Source data:
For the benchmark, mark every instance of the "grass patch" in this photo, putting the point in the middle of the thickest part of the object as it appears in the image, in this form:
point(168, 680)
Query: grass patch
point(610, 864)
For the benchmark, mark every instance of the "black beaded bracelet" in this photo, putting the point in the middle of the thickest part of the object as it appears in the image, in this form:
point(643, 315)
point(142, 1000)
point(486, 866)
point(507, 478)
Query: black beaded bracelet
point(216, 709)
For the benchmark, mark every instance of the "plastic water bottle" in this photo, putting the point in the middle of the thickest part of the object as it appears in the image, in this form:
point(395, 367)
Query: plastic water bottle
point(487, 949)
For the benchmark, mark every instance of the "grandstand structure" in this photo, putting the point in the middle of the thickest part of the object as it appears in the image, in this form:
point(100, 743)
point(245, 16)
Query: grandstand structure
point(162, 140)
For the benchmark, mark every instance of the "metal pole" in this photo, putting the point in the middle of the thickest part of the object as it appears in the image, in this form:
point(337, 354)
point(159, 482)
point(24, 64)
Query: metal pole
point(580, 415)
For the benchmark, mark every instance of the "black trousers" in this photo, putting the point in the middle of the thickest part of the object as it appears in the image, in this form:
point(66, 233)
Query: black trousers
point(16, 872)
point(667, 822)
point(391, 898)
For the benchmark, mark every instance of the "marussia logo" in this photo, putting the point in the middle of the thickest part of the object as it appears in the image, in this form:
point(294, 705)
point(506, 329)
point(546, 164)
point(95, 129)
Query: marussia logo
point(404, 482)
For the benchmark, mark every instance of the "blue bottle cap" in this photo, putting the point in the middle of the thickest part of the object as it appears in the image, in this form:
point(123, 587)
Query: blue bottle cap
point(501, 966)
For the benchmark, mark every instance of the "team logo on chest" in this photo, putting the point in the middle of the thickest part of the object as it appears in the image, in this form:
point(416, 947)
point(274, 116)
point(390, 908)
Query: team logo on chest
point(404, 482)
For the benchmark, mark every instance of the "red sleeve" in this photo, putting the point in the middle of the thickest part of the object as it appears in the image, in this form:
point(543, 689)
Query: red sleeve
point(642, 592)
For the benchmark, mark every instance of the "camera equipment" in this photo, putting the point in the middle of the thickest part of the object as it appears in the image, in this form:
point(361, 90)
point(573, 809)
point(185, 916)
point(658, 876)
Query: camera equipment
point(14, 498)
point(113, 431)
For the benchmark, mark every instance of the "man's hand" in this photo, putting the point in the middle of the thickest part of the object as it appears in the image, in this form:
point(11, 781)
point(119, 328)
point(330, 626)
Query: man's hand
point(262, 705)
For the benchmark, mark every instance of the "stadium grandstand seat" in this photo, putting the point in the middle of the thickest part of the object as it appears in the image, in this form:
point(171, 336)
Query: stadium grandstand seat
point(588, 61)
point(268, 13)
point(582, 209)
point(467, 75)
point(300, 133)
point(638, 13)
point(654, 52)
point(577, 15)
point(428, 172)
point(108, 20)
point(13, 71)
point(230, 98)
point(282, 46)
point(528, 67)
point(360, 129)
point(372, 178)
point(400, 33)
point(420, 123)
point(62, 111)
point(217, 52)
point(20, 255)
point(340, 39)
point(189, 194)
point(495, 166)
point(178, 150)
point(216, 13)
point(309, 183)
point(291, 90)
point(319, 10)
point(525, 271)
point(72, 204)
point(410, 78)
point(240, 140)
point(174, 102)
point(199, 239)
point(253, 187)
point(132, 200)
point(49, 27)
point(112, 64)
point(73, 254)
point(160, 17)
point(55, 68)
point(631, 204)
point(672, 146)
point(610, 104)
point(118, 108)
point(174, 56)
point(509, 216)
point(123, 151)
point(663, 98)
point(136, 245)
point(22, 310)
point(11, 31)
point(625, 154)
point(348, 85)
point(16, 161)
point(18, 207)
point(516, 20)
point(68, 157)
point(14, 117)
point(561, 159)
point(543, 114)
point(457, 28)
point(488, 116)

__WHAT YOU SHOULD DO__: Reproduce every line of the source data above verbatim.

__OUTPUT__:
For the benchmark, mark every instance of the "grass patch" in this photo, putting the point in the middle of the thickest part of the object as it appears in the image, in this form:
point(168, 680)
Query: grass patch
point(610, 864)
For the benchmark, mark every instance of the "black beaded bracelet" in this photo, putting the point in the middle of the thickest part of the object as it appears in the image, in this form:
point(643, 315)
point(142, 1000)
point(486, 866)
point(507, 478)
Query: black beaded bracelet
point(216, 709)
For the benchmark, mark every instance of the "plastic water bottle" in this photo, putting the point in the middle of the thickest part of the object as it appears in the image, in this form:
point(395, 367)
Query: plastic water bottle
point(487, 949)
For the benchmark, mark every instance of the "grandstand structure" in this photo, putting the point in the middle of the thickest part of the object as it appears in the image, in this form:
point(100, 743)
point(245, 16)
Query: grandstand structure
point(162, 140)
For the benchmark, mark every instance of the "metal pole" in this photo, putting the point in the middle of the thickest part of the object as it appears in the image, in this form:
point(337, 354)
point(159, 482)
point(24, 64)
Query: metal pole
point(580, 415)
For the benchmark, mark every instance of the "black trousers" in this photo, putting the point in the middle of the thickest part of the object as it appears in the image, in this form:
point(66, 233)
Query: black trousers
point(16, 872)
point(667, 822)
point(391, 898)
For the benchmark, mark every instance of the "marussia logo" in this photo, putting the point in the middle of the thickest part of the object as it appears in the image, in this form:
point(294, 705)
point(506, 329)
point(546, 164)
point(95, 129)
Query: marussia logo
point(404, 482)
For the benchmark, mark every instance of the "blue bottle cap" in this photo, putting the point in the middle of the thickest part of the object as it appears in the image, in this form:
point(123, 587)
Query: blue bottle cap
point(501, 966)
For the benchmark, mark every instance of the "team logo on chest" in this photo, putting the point in the middle of the thickest part of the object as it appears in the image, in this form:
point(416, 947)
point(274, 116)
point(390, 908)
Query: team logo on chest
point(404, 482)
For the benchmark, mark every instance of the "red sleeve" in this photo, putting the point in the middle of the thickest part of the object as it appears in the image, in this form:
point(543, 689)
Query: red sleeve
point(642, 592)
For the benchmark, mark every instance of the "camera equipment" in this photo, putting the point in the middle of the thickest part of the object as it appears in the image, in this form:
point(361, 90)
point(573, 809)
point(185, 916)
point(658, 876)
Query: camera equipment
point(14, 498)
point(113, 431)
For the benchmark, mark every instance of the "man's hand" in this photo, putting the point in the middle of the thickest part of the object as it appears in the image, in this form:
point(11, 781)
point(119, 328)
point(330, 626)
Query: man's hand
point(262, 705)
For the benchmark, mark every instance of the "stadium grandstand seat" in this photo, putting the point in the middle of the thickest part of the object as it appears in the image, in this form:
point(171, 336)
Query: stadium grandstand seat
point(588, 61)
point(268, 13)
point(582, 209)
point(467, 75)
point(300, 133)
point(638, 13)
point(654, 52)
point(577, 15)
point(428, 172)
point(108, 20)
point(13, 71)
point(230, 98)
point(282, 46)
point(528, 67)
point(360, 129)
point(372, 178)
point(400, 33)
point(420, 123)
point(62, 111)
point(217, 52)
point(20, 255)
point(340, 39)
point(189, 194)
point(495, 166)
point(178, 150)
point(216, 13)
point(309, 183)
point(291, 90)
point(319, 10)
point(525, 271)
point(72, 204)
point(410, 78)
point(240, 140)
point(174, 102)
point(199, 239)
point(253, 187)
point(132, 200)
point(49, 27)
point(112, 64)
point(73, 254)
point(160, 17)
point(55, 68)
point(631, 204)
point(672, 146)
point(610, 104)
point(118, 108)
point(174, 56)
point(509, 216)
point(123, 151)
point(663, 98)
point(136, 245)
point(22, 310)
point(11, 31)
point(625, 154)
point(348, 85)
point(16, 161)
point(18, 207)
point(516, 20)
point(68, 157)
point(14, 117)
point(561, 159)
point(543, 114)
point(457, 28)
point(488, 116)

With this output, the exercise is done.